### EXTRACTED INFORMATION:
---------------

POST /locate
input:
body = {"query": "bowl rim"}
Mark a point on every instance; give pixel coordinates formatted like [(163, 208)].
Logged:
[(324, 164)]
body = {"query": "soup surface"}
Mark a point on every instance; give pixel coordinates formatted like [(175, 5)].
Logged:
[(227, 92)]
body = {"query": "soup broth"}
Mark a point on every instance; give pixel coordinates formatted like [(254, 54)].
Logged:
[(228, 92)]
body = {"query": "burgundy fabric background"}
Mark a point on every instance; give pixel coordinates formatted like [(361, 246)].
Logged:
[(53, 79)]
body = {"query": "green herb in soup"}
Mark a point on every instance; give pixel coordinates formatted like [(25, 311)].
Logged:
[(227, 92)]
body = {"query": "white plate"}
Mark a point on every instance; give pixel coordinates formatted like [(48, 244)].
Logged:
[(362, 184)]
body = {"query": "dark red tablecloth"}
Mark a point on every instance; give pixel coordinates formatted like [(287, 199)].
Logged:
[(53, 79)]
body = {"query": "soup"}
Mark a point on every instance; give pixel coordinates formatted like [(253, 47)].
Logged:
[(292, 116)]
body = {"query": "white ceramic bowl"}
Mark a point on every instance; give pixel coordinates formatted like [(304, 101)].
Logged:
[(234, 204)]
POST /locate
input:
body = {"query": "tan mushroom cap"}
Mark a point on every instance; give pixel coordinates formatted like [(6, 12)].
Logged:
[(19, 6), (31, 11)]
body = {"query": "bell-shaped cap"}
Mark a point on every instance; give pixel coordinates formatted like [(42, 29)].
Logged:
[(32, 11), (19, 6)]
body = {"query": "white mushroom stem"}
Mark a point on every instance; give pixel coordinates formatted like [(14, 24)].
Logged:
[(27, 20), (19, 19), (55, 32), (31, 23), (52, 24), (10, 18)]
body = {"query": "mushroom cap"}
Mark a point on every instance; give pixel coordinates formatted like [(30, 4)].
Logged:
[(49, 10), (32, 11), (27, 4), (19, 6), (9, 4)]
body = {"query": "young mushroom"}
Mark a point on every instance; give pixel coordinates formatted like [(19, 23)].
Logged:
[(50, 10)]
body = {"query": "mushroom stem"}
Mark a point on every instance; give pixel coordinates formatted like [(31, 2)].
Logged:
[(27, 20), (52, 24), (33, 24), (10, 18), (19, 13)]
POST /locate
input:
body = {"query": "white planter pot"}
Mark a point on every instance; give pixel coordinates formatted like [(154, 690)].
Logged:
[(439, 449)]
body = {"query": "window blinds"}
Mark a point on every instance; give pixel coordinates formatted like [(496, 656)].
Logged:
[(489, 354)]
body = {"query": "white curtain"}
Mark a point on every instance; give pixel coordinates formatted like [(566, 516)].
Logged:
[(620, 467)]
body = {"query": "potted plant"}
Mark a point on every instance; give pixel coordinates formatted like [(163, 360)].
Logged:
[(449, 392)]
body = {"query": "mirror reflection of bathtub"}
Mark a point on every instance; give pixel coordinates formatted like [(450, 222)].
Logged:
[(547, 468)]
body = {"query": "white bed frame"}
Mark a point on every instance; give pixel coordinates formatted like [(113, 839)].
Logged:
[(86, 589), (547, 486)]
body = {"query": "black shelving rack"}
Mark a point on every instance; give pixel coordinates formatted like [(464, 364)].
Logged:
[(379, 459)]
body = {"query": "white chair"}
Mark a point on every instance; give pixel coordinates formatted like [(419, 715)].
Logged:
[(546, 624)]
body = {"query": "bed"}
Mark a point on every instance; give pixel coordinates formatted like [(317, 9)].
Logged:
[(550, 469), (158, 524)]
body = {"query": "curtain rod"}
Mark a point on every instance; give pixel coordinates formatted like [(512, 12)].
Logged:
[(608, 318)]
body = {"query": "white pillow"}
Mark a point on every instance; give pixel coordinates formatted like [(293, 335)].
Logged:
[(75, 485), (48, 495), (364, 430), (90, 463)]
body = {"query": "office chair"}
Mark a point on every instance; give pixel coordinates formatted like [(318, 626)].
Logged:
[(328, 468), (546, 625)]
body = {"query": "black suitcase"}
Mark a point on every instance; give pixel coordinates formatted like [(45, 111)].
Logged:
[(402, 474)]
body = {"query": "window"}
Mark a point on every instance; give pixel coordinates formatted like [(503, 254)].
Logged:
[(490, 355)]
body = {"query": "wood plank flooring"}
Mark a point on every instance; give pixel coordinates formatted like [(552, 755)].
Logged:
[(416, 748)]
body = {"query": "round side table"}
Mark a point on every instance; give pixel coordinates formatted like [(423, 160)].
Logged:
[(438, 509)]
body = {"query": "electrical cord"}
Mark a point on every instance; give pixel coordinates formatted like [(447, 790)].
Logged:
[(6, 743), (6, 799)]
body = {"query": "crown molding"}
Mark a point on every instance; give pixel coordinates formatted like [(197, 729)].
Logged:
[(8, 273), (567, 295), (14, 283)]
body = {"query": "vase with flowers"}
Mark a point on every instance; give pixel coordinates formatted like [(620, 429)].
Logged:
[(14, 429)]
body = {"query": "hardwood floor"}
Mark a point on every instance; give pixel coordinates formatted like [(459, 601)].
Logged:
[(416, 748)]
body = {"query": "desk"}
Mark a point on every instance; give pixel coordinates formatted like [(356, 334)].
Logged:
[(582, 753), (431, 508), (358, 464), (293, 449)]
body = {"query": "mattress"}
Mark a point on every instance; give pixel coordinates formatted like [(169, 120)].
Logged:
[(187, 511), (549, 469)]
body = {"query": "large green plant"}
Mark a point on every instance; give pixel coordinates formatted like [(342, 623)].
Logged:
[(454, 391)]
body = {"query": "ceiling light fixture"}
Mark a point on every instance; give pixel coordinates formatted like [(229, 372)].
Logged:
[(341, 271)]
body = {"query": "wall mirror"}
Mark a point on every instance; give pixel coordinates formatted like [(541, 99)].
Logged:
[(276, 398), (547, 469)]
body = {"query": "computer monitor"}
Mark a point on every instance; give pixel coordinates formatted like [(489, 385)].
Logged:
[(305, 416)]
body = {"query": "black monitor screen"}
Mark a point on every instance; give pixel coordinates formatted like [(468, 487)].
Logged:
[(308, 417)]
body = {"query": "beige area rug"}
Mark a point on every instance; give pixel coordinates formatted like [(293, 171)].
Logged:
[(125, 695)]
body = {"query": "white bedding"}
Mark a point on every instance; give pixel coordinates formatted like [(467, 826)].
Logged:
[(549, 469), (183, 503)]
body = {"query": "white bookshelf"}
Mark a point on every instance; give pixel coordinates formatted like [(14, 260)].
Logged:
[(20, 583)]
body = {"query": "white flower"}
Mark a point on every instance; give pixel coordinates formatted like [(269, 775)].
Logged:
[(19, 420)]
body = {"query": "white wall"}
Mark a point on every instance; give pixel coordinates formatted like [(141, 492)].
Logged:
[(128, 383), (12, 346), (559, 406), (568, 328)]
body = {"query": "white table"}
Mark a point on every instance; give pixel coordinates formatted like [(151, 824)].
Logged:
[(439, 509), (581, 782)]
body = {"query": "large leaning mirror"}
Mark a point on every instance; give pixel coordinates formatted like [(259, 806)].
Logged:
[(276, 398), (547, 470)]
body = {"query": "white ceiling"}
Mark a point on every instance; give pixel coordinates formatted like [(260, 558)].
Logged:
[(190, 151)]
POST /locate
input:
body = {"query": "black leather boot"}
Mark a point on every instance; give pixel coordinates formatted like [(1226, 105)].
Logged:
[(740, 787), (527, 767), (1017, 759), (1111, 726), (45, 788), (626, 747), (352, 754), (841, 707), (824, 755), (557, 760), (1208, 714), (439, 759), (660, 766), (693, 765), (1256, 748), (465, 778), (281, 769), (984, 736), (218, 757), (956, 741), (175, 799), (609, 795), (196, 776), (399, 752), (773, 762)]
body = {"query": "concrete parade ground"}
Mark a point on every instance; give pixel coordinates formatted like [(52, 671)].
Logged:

---------------

### PROBLEM REQUIREMENTS:
Convert the listing, starting at its beginning and going on through the line with "[(362, 184)]", into a two-column CSV with columns input and output. Give one row per entry: its text in the first quoted field and its logged answer in the second, with line breaks turned into spaces.

### SOLUTION BELOW:
input,output
"POST /locate input: body = {""query"": ""bowl rim""} Mark a point on every instance; give pixel coordinates formatted like [(163, 208)]. Logged:","[(324, 164)]"
"body = {""query"": ""soup surface""} Mark a point on every instance; give pixel coordinates formatted like [(175, 5)]. Logged:","[(227, 92)]"
"body = {""query"": ""soup broth""} Mark a point on every instance; give pixel coordinates formatted like [(254, 54)]. Logged:","[(228, 92)]"
"body = {""query"": ""burgundy fabric background""} Mark a point on every instance; give pixel coordinates formatted like [(361, 246)]. Logged:","[(53, 79)]"
"body = {""query"": ""green herb in soup""} Mark a point on every instance; give pixel coordinates formatted like [(25, 311)]. Logged:","[(227, 92)]"
"body = {""query"": ""white plate""} Mark a point on every instance; give pixel coordinates formatted like [(48, 244)]. Logged:","[(362, 184)]"